GOAL OF THE EXERCISE: Recast the stretch of the listing below, from the line containing "Where in the photo above can the urban" through the end of the listing, as a numbered list with blank lines left out.

(Collected data entries)
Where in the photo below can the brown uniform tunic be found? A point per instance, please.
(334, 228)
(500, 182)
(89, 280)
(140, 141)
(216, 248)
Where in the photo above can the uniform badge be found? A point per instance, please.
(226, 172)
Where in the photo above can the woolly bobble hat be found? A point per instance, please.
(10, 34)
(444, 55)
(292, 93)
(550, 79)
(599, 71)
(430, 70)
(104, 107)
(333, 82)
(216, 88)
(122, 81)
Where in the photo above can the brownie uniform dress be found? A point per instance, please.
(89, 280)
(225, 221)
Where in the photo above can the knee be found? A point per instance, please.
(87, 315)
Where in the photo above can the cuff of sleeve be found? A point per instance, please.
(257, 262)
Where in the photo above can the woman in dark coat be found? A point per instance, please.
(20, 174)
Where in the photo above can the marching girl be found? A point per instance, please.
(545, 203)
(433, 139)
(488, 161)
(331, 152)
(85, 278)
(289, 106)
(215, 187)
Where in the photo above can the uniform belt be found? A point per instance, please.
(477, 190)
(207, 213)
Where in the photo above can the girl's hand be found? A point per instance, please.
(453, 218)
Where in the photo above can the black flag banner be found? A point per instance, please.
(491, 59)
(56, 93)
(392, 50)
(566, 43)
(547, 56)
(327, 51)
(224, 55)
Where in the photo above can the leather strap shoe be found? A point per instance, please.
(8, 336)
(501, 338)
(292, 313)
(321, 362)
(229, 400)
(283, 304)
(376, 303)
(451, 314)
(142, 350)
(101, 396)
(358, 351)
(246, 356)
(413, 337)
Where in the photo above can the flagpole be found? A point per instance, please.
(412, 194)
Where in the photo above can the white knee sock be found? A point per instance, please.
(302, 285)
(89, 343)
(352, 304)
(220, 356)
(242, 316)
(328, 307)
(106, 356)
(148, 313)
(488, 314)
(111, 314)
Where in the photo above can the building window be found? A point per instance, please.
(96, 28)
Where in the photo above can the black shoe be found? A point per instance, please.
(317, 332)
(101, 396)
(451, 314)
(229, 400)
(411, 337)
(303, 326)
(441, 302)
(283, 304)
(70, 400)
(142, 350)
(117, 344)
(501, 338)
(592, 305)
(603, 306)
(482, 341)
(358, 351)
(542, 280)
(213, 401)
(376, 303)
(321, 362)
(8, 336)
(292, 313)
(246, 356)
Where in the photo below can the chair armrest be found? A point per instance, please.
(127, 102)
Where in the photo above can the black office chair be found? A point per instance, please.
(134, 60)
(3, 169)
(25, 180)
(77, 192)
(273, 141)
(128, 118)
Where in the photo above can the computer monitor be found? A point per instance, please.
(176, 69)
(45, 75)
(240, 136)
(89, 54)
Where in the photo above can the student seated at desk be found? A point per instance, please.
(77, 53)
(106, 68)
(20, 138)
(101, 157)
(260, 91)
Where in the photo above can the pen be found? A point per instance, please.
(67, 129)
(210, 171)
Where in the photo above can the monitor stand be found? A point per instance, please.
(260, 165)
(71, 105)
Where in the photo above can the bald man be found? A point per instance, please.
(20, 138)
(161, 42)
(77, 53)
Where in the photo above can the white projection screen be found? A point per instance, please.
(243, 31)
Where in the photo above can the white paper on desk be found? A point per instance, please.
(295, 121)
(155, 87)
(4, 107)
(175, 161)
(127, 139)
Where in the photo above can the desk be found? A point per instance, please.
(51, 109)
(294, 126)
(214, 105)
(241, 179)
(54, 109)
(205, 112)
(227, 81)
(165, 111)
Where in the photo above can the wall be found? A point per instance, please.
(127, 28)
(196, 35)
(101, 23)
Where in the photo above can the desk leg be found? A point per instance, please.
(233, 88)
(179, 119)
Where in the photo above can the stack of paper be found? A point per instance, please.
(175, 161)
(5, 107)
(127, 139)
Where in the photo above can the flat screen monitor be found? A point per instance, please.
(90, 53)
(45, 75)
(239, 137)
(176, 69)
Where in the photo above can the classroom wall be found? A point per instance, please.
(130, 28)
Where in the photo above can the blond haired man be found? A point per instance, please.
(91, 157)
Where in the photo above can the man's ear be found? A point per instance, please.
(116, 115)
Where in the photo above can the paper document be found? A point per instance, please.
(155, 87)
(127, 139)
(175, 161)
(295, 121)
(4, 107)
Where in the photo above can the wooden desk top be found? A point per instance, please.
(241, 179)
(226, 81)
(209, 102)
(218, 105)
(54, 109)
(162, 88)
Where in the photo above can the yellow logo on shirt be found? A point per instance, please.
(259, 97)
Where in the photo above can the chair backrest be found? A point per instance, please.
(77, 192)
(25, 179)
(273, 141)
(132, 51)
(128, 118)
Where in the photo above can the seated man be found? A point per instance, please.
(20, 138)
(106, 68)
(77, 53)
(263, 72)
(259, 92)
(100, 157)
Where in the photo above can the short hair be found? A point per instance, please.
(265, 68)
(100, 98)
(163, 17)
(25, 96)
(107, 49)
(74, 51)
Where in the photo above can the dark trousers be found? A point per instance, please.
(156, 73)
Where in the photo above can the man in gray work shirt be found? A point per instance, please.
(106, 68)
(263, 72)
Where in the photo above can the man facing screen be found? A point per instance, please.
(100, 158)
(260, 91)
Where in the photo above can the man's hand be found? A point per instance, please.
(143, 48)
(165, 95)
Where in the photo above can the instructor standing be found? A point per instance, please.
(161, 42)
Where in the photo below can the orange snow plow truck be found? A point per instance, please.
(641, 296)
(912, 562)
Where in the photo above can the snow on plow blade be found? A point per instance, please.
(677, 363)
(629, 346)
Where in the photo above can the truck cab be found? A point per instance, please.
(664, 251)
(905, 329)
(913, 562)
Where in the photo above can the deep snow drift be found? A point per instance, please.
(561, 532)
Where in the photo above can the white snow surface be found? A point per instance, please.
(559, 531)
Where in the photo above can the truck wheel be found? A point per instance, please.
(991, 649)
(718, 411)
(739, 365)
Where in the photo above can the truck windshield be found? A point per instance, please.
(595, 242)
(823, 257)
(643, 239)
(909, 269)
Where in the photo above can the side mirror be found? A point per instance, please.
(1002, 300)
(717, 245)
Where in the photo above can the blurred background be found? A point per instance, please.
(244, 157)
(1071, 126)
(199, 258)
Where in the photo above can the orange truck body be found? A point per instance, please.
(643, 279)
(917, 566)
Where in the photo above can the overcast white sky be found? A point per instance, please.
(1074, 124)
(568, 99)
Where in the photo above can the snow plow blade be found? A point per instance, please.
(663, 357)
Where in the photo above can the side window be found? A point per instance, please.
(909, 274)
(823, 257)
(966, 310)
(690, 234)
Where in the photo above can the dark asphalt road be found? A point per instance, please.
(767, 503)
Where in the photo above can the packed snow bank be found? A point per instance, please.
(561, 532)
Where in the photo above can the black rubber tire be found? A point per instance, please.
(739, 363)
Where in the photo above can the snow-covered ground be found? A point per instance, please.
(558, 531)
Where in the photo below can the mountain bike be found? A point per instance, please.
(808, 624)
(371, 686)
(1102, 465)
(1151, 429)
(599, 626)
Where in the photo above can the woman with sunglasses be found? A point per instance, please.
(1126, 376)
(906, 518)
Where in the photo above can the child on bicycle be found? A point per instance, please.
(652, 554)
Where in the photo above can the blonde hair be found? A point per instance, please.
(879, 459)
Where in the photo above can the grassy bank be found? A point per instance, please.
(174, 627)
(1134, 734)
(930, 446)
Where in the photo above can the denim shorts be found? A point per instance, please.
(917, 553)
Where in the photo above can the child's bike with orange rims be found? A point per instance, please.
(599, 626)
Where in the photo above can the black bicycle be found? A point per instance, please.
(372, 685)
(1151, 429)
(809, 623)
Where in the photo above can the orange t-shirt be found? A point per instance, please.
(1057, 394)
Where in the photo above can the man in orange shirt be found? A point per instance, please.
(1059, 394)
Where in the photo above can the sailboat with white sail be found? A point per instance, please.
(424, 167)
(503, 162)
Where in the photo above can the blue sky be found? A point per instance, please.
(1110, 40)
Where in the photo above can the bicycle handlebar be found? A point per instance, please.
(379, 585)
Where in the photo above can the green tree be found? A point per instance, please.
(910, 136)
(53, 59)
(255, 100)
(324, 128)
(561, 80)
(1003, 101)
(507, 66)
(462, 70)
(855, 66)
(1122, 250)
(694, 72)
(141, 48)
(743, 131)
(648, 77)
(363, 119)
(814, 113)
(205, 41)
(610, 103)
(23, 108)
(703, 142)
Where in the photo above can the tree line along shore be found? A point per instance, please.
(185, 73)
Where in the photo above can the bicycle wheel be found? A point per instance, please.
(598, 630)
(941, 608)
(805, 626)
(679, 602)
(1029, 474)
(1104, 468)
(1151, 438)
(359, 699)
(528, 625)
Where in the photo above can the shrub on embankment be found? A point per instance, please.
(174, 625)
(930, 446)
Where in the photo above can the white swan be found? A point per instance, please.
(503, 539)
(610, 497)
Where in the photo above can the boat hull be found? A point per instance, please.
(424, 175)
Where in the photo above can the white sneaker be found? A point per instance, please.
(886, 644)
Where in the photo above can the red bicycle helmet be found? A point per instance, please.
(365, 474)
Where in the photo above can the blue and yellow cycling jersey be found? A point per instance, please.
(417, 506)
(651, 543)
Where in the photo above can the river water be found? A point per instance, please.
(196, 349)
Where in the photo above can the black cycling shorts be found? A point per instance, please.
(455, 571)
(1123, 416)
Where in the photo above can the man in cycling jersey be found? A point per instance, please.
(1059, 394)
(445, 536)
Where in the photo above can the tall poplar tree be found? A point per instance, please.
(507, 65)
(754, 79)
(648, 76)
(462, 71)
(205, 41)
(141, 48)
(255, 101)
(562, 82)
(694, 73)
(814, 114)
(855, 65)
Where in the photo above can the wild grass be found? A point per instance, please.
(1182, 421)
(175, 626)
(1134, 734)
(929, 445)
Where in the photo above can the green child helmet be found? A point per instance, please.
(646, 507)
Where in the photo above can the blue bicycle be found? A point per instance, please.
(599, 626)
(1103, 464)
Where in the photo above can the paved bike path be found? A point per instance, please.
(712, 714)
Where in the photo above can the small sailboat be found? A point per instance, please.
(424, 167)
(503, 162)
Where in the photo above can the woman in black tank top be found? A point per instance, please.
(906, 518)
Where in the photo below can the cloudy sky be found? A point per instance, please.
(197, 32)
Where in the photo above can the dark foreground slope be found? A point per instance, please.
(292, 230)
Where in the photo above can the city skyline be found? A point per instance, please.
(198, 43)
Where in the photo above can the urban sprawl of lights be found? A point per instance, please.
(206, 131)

EXERCISE SOLUTION:
1. Where in the photo above can the urban sprawl of lights be found? A point per instance, please.
2. (206, 131)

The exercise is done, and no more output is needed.